[Task details]
Extract the records below word for word and ignore the images.

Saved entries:
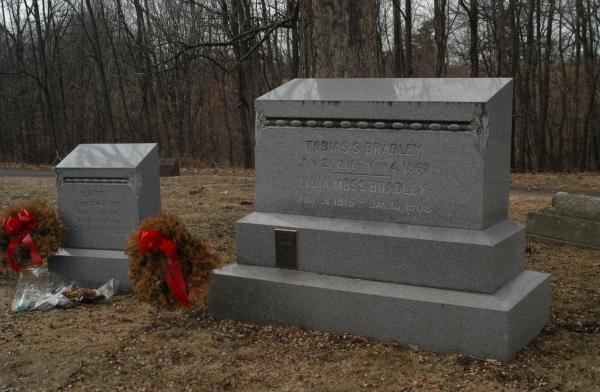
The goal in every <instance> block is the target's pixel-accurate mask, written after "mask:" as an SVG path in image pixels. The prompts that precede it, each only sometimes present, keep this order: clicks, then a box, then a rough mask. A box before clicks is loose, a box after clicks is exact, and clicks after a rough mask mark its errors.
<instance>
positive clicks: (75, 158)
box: [56, 143, 157, 169]
mask: <svg viewBox="0 0 600 392" xmlns="http://www.w3.org/2000/svg"><path fill="white" fill-rule="evenodd" d="M155 148H157V144H156V143H130V144H80V145H78V146H77V147H75V149H74V150H73V151H71V153H69V155H67V156H66V158H65V159H63V160H62V161H61V162H60V163H59V164H58V165H56V168H57V169H65V168H69V169H71V168H72V169H105V168H106V169H135V168H136V167H138V166H139V165H140V163H141V162H142V161H143V160H144V158H146V156H148V154H150V152H152V150H153V149H155Z"/></svg>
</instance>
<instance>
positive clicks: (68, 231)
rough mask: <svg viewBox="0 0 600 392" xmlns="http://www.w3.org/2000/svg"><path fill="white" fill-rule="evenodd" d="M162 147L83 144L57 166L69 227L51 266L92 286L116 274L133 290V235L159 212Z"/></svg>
mask: <svg viewBox="0 0 600 392" xmlns="http://www.w3.org/2000/svg"><path fill="white" fill-rule="evenodd" d="M158 166H159V165H158V146H157V145H156V144H154V143H145V144H80V145H79V146H77V147H76V148H75V149H74V150H73V151H72V152H71V153H70V154H69V155H67V157H66V158H65V159H63V160H62V161H61V162H60V163H59V164H58V165H57V166H56V176H57V180H56V185H57V191H58V211H59V215H60V217H61V219H62V220H63V222H64V223H65V226H66V228H67V240H66V241H65V248H64V249H63V250H62V251H61V252H59V254H57V255H56V256H54V257H52V258H50V260H49V262H48V264H49V268H50V271H52V272H54V273H57V274H59V275H61V276H62V277H64V278H65V279H66V280H74V281H77V282H79V283H81V284H84V285H89V286H92V287H95V286H98V285H100V284H104V283H106V282H107V281H108V280H109V279H111V278H115V279H118V280H119V282H120V287H119V288H120V289H121V290H129V289H130V283H129V278H128V272H127V260H128V259H127V256H126V255H125V253H124V252H123V250H124V249H125V246H126V245H127V240H128V237H129V235H130V234H131V233H132V232H133V231H134V230H135V229H136V227H137V226H138V224H139V222H140V221H141V220H142V219H143V218H145V217H148V216H152V215H156V214H159V213H160V180H159V168H158Z"/></svg>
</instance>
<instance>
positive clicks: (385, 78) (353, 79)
mask: <svg viewBox="0 0 600 392" xmlns="http://www.w3.org/2000/svg"><path fill="white" fill-rule="evenodd" d="M511 80H512V79H510V78H407V79H392V78H387V79H386V78H379V79H376V78H370V79H293V80H291V81H289V82H287V83H285V84H284V85H282V86H280V87H278V88H276V89H275V90H272V91H270V92H268V93H266V94H264V95H263V96H261V97H259V98H257V101H331V102H361V101H362V102H470V103H482V102H487V101H489V100H490V99H491V98H492V97H493V96H494V95H496V93H497V92H498V91H500V90H501V89H502V88H503V87H505V86H506V85H507V84H509V83H510V82H511Z"/></svg>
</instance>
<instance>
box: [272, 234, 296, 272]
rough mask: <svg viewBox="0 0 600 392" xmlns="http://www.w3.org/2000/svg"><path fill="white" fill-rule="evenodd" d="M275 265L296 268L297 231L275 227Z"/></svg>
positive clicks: (295, 268) (291, 268)
mask: <svg viewBox="0 0 600 392" xmlns="http://www.w3.org/2000/svg"><path fill="white" fill-rule="evenodd" d="M275 265H276V266H277V267H279V268H288V269H297V268H298V232H297V231H296V230H285V229H275Z"/></svg>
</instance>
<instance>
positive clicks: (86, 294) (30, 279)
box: [11, 267, 119, 312]
mask: <svg viewBox="0 0 600 392" xmlns="http://www.w3.org/2000/svg"><path fill="white" fill-rule="evenodd" d="M117 287H119V282H118V281H117V280H115V279H111V280H109V281H108V282H107V283H106V284H104V285H103V286H101V287H99V288H98V289H87V288H76V284H75V283H74V282H62V281H60V280H52V279H50V278H49V275H48V269H47V268H45V267H42V268H27V269H23V270H22V271H21V273H20V274H19V280H18V282H17V290H16V292H15V295H14V297H13V301H12V306H11V309H12V311H13V312H27V311H31V310H49V309H54V308H66V307H69V306H73V305H75V304H77V303H96V302H99V301H102V300H107V299H109V298H111V297H112V296H113V295H114V294H115V292H116V288H117Z"/></svg>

[Task response]
The goal in every <instance> block is the target's pixel-accurate mask, written after "mask:" as an SVG path in image pixels. The prompts that precede it, each only sometimes present, keep this order: clicks, then a box, then a rough mask. A box before clicks is loose, a box after clicks is exact, and clicks after a rough mask mark its errors.
<instance>
positive clicks: (75, 158)
box: [56, 143, 157, 169]
mask: <svg viewBox="0 0 600 392" xmlns="http://www.w3.org/2000/svg"><path fill="white" fill-rule="evenodd" d="M155 148H157V144H156V143H130V144H80V145H78V146H77V147H75V149H74V150H73V151H71V153H69V155H67V156H66V158H65V159H63V160H62V161H61V162H60V163H59V164H58V165H56V168H57V169H65V168H69V169H71V168H72V169H105V168H106V169H135V168H136V167H138V166H139V165H140V163H141V162H142V161H143V160H144V158H146V156H148V154H150V152H152V150H153V149H155Z"/></svg>
</instance>
<instance>
positive clicks: (68, 231)
rough mask: <svg viewBox="0 0 600 392" xmlns="http://www.w3.org/2000/svg"><path fill="white" fill-rule="evenodd" d="M162 147L83 144L57 166L69 227L51 266L92 286L116 274L133 290V235L159 212Z"/></svg>
mask: <svg viewBox="0 0 600 392" xmlns="http://www.w3.org/2000/svg"><path fill="white" fill-rule="evenodd" d="M158 166H159V165H158V146H157V145H156V144H154V143H145V144H80V145H79V146H77V147H76V148H75V149H74V150H73V151H72V152H71V153H70V154H69V155H67V157H66V158H65V159H63V160H62V161H61V162H60V163H59V164H58V165H57V166H56V176H57V180H56V185H57V191H58V211H59V215H60V217H61V219H62V220H63V222H64V223H65V226H66V228H67V240H66V241H65V248H64V249H63V250H62V251H61V252H59V254H57V255H56V256H54V257H52V258H50V260H49V262H48V264H49V268H50V271H52V272H54V273H57V274H59V275H61V276H62V277H64V278H65V279H66V280H74V281H77V282H79V283H81V284H84V285H89V286H92V287H95V286H98V285H100V284H104V283H106V282H107V281H108V280H109V279H111V278H115V279H118V280H119V282H120V287H119V288H120V289H121V290H129V289H130V283H129V278H128V272H127V260H128V259H127V256H126V255H125V253H124V252H123V250H124V249H125V246H126V245H127V240H128V237H129V235H130V234H131V233H132V232H133V231H134V230H135V229H136V227H137V226H138V224H139V222H140V221H141V220H142V219H143V218H145V217H148V216H152V215H156V214H159V213H160V180H159V168H158Z"/></svg>
</instance>
<instance>
positive clicks: (385, 78) (353, 79)
mask: <svg viewBox="0 0 600 392" xmlns="http://www.w3.org/2000/svg"><path fill="white" fill-rule="evenodd" d="M511 80H512V79H510V78H407V79H392V78H387V79H386V78H379V79H376V78H370V79H293V80H291V81H289V82H287V83H285V84H284V85H282V86H280V87H278V88H276V89H275V90H272V91H270V92H268V93H266V94H264V95H263V96H261V97H259V98H257V101H331V102H361V101H362V102H470V103H482V102H487V101H489V100H490V99H491V98H492V97H493V96H494V95H496V93H497V92H498V91H500V90H501V89H502V88H503V87H505V86H506V85H507V84H509V83H510V82H511Z"/></svg>
</instance>
<instance>
box: [272, 234, 296, 272]
rough mask: <svg viewBox="0 0 600 392" xmlns="http://www.w3.org/2000/svg"><path fill="white" fill-rule="evenodd" d="M275 265L296 268L297 231L275 227Z"/></svg>
positive clicks: (295, 268) (291, 268)
mask: <svg viewBox="0 0 600 392" xmlns="http://www.w3.org/2000/svg"><path fill="white" fill-rule="evenodd" d="M275 265H276V266H277V267H279V268H288V269H297V268H298V232H297V231H296V230H285V229H275Z"/></svg>
</instance>
<instance>
positive clicks: (86, 294) (30, 279)
box: [11, 267, 119, 312]
mask: <svg viewBox="0 0 600 392" xmlns="http://www.w3.org/2000/svg"><path fill="white" fill-rule="evenodd" d="M117 287H119V282H118V281H117V280H115V279H111V280H109V281H108V282H107V283H106V284H104V285H103V286H101V287H99V288H98V289H87V288H76V284H75V283H74V282H62V281H60V280H52V279H50V278H49V275H48V269H47V268H45V267H42V268H27V269H23V270H22V271H21V273H20V274H19V280H18V282H17V290H16V292H15V295H14V297H13V301H12V306H11V309H12V311H13V312H27V311H31V310H49V309H54V308H66V307H69V306H73V305H75V304H77V303H96V302H99V301H102V300H107V299H109V298H111V297H112V296H113V295H114V294H115V292H116V288H117Z"/></svg>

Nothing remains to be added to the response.